▶ [SHORT PROBLEM 1] In the forum thread about getting from HHV to Costco without a car, which bus routes does one reply say run from Kalia Rd. to near the Costco?

▶ [SELECTED EXTRACT]
▼

# Going to HHV in Dec .. getting to Costco without a car?



## TravelSFO (Nov 5, 2008)

Hi, we're hating the fact that parking is $30/day and would like to do this trip without a car.  Has anyone made the trek from HHV to Costco without a car?  If so, how did you do it?

How much is a cab ride?

How about a bus ride?   Can we be expect a slow and uncomfortable trip?  I guess that really limits what we can buy!

Oh -- and we are going as a group of 3 families with young children.  I suppose one group could stay at HHV and watch the kids while another group (ladies) can head to Costco to do the shopping.

Thanks.


----------



## sparkysparky (Nov 5, 2008)

Honestly, I don't know where Costco is in relation to the HHV.  However, there are trolleys that go all over the place in Honolulu.  There is a station at HHV and the cost is around $2/person.  Maybe it goes to Costco or at least near there.  HTH.


----------



## nonutrix (Nov 5, 2008)

How about Walmart or Sam's?  They are very easy to reach from HHV.

nonutrix


----------



## nonutrix (Nov 5, 2008)

It appears that bus routes 19 and 20 will take you from Kalia Rd. in front of HHV to within a short distance of the Costco at 525 Alakawa Street.  However, about one third into the trip you'll pass Sam's/Walmart.

Go to thebus.org for more info.

Hope this helps!

nonutrix


----------



## DEROS (Nov 5, 2008)

*This is what I did.*

Costco is somewhat far from HHV location to take the bus.  Taxi is very expensive.  Abouit $30-$40 for 10 miles.  This is the approx. cost to get a taxi from the HNL airport to HHV, which is about 10miles.  Bus is cheaper $2.00.  However, I couldn't tell you which bus line to take.

This is what I did:

Rent a car for 3 day and do your shopping.  Also since you have the car, drive around the island.  Take in the night show at the Polynesian Culture Center (northern part of Ohua).

▲

▶ [SUPPLIED DATA]
▼

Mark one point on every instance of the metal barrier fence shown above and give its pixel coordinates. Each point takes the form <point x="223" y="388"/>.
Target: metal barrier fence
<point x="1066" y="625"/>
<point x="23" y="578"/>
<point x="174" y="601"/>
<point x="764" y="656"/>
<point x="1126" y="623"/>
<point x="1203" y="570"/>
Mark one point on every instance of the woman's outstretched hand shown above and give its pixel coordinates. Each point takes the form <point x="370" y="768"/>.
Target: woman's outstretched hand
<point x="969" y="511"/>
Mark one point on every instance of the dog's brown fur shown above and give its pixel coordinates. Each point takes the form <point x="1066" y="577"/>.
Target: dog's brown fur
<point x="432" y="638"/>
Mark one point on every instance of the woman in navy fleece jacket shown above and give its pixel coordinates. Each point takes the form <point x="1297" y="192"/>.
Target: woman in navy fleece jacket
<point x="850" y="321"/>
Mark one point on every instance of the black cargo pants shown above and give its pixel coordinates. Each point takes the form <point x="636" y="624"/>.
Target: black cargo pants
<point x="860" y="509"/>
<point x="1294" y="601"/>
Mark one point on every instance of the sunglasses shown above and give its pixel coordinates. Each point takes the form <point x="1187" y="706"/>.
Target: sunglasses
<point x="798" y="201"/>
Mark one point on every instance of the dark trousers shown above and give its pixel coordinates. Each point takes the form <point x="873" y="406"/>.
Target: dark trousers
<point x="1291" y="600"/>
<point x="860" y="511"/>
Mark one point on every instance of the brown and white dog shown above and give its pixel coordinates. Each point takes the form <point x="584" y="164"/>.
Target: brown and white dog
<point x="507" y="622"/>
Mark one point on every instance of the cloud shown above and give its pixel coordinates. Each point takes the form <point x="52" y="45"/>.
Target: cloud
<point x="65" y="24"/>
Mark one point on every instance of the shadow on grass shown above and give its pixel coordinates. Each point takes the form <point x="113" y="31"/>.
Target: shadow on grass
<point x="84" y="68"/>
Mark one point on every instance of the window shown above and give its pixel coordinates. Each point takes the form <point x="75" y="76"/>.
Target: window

▲

▶ [SHORT PROBLEM 2] Copy out the entries again word for word, beginning at the line that has "Mark one point on every instance of the shadow" and continuing through the last line of the entries.

▶ [FINISHED ANSWER 1] Bus routes 19 and 20.

▶ [FINISHED ANSWER 2]
Mark one point on every instance of the shadow on grass shown above and give its pixel coordinates. Each point takes the form <point x="113" y="31"/>.
Target: shadow on grass
<point x="84" y="68"/>
Mark one point on every instance of the window shown above and give its pixel coordinates. Each point takes the form <point x="75" y="76"/>.
Target: window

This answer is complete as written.